Exact repetition of the data is the whole task.

Data records →
━━━

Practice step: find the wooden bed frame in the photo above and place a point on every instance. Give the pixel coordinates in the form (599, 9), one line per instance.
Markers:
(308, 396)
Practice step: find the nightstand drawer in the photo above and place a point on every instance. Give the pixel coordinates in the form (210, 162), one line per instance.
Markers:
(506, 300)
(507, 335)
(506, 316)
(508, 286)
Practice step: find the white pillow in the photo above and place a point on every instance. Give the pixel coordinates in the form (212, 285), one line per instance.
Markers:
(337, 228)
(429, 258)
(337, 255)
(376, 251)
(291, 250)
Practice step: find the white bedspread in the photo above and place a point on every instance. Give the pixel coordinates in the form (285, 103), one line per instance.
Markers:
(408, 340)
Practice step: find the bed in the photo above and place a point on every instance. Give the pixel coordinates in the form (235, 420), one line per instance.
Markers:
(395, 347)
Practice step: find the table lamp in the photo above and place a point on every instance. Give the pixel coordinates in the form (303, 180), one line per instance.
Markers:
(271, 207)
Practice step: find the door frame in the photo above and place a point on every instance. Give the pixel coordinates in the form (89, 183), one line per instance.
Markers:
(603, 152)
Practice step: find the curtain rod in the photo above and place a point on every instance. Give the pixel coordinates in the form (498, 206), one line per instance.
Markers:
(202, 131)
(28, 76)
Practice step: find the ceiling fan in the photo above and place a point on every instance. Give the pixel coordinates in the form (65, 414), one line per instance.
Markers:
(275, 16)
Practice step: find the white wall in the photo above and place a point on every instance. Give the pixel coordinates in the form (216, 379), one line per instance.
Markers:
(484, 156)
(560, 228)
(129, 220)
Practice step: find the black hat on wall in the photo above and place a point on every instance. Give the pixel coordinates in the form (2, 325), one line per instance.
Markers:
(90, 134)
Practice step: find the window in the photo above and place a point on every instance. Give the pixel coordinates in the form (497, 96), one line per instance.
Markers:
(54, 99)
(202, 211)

━━━

Answer section →
Practice step: find the wooden bed frame in the photo above and place a point on every instance. Give the pixel coordinates in the form (599, 9), one line per instance.
Markers:
(308, 396)
Practice step: find the nightstand drawer in the photo above and place a point on every instance. Give the pixel coordinates in the form (210, 162), one line per instance.
Markers:
(506, 300)
(507, 335)
(506, 316)
(508, 286)
Practice step: find the white pillow in the photo above and place a point on every instance. Give the pixel coordinates in the form (212, 285), one line per instance.
Markers:
(337, 228)
(429, 258)
(337, 255)
(376, 251)
(291, 250)
Practice step: find the white bedspread in the photo above and place a point on every instance. Give the pixel coordinates in the form (285, 103), one line per instance.
Markers:
(408, 340)
Practice step: find the bed in the photo above and place a point on every instance. Give the pixel coordinates in the form (235, 420), one line per instance.
Markers:
(395, 347)
Practice step: find the table lamp in the photo above and place a point on every instance. Give the pixel coordinates in the form (303, 180), one line per instance.
Markers:
(271, 207)
Practice step: find the door frame in the photo above and place a point on every instance. Give the pixel coordinates in the form (89, 183), one line per instance.
Markers:
(603, 152)
Practice step: find the curtain rod in the photo above and place a point on every instance. Give the pixel coordinates in the form (498, 206), one line per instance.
Markers:
(202, 131)
(28, 76)
Practice step: find the ceiling fan in the photo above and place a point on every instance. Give the pixel coordinates in the form (65, 414), one line per instance.
Markers:
(275, 16)
Practice step: find the white wall in the photo above and place a point on every instance. Give the pixel coordinates in the form (216, 379), one line per instance.
Markers:
(484, 156)
(560, 228)
(129, 220)
Practice step: find the black hat on wall in the photo above and place a point on every instance. Give the pixel coordinates in the form (2, 325), one line per instance.
Markers:
(90, 134)
Practice step: find the window in the photo above and place a point on every instance. Give the pixel coordinates in the form (497, 96), one line per instance.
Markers:
(54, 99)
(202, 211)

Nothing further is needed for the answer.